__WORK INSTRUCTIONS__. Pictures aside, copy every record word for word.

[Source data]
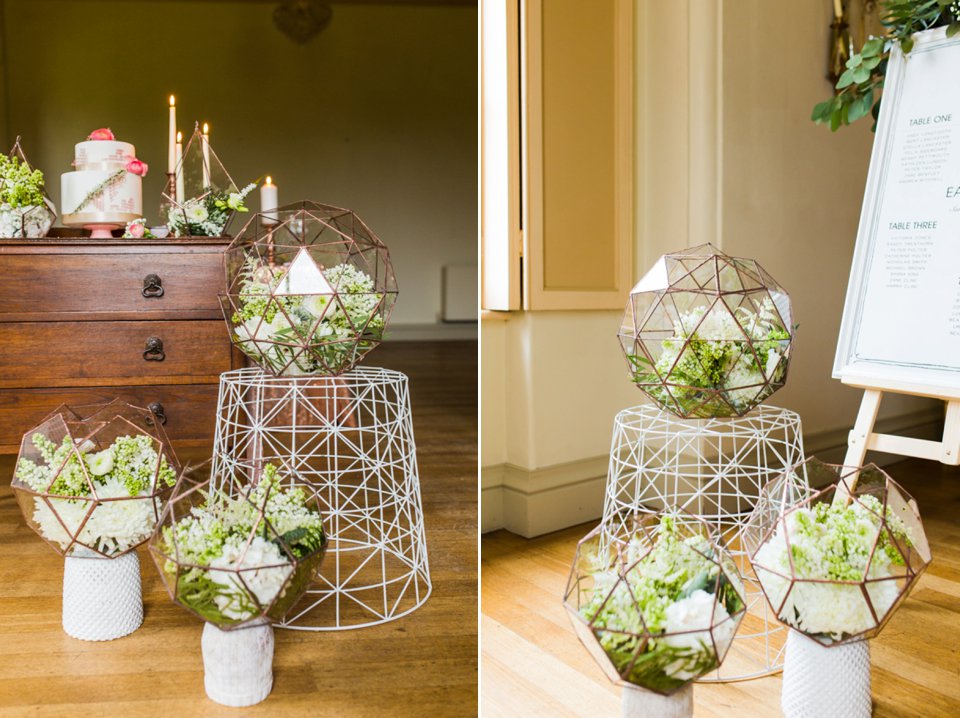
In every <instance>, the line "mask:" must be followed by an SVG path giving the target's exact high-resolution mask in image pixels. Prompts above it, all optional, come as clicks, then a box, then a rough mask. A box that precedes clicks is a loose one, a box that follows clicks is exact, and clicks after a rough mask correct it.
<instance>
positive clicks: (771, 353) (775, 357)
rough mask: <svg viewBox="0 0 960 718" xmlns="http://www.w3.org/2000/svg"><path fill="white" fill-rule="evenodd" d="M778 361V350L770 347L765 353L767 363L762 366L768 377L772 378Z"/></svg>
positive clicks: (767, 377) (779, 361)
mask: <svg viewBox="0 0 960 718" xmlns="http://www.w3.org/2000/svg"><path fill="white" fill-rule="evenodd" d="M779 363H780V352H778V351H777V350H776V349H771V350H770V351H769V352H768V353H767V365H766V366H765V367H764V368H763V373H764V374H766V375H767V378H768V379H773V372H775V371H776V370H777V365H778V364H779Z"/></svg>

__EXERCISE ANSWER__.
In every <instance>, the line "mask:" must be followed by an SVG path giving the target's exact high-resolution mask in image pixels. Prompts above it, all optional, come as clicks, then a box, then a rough mask. A box that precedes clicks is a loose one, a box that follows clicks is exact, and clicks after a rough mask correct it.
<instance>
positive clicks: (771, 353) (775, 357)
rough mask: <svg viewBox="0 0 960 718" xmlns="http://www.w3.org/2000/svg"><path fill="white" fill-rule="evenodd" d="M778 361V350L770 347L765 353L767 363L762 366L768 377L772 378Z"/></svg>
positive clicks: (767, 377) (779, 361)
mask: <svg viewBox="0 0 960 718" xmlns="http://www.w3.org/2000/svg"><path fill="white" fill-rule="evenodd" d="M779 363H780V352H778V351H777V350H776V349H771V350H770V351H769V352H768V353H767V365H766V366H765V367H764V368H763V373H764V374H766V375H767V378H768V379H773V372H775V371H776V370H777V365H778V364H779Z"/></svg>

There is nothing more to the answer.